Task requirements: List every line of the records that contains the word "dark". Case counts.

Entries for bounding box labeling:
::::::::

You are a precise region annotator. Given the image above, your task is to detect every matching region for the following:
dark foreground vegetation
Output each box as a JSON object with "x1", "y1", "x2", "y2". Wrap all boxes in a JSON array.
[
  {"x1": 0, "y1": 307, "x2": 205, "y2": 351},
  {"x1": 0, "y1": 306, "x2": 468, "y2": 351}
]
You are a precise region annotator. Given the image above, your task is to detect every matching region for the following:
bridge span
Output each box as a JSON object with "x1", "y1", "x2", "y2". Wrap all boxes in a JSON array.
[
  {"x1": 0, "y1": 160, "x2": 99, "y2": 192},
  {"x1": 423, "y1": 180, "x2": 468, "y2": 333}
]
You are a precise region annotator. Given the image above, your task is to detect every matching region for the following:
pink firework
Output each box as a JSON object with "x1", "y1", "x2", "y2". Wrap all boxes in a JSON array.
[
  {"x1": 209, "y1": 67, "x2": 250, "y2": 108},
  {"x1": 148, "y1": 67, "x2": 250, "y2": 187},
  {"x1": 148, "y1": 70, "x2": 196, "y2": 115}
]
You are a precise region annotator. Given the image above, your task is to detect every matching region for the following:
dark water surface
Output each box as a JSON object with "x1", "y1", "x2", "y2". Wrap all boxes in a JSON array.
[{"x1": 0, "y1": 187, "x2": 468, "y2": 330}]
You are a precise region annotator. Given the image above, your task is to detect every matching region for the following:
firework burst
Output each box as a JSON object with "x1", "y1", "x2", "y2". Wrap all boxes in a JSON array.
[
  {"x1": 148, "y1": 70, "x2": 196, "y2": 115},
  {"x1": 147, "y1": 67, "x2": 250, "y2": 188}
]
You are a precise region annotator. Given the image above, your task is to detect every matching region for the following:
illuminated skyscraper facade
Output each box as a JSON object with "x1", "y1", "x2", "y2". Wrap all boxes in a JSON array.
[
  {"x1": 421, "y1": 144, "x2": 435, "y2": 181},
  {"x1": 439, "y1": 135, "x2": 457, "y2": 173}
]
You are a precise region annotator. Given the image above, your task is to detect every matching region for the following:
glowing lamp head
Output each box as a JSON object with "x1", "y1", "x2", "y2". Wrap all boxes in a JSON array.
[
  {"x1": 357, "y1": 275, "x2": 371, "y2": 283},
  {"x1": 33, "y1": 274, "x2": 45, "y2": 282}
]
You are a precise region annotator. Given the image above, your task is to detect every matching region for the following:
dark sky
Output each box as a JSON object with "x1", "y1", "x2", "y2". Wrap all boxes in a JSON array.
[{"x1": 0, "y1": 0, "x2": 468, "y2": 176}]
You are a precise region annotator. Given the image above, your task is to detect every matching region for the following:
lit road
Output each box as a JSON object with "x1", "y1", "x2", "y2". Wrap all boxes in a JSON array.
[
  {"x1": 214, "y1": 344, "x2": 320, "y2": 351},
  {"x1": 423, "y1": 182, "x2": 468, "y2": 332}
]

::::::::

Response below:
dark foreground vegetation
dark water surface
dark sky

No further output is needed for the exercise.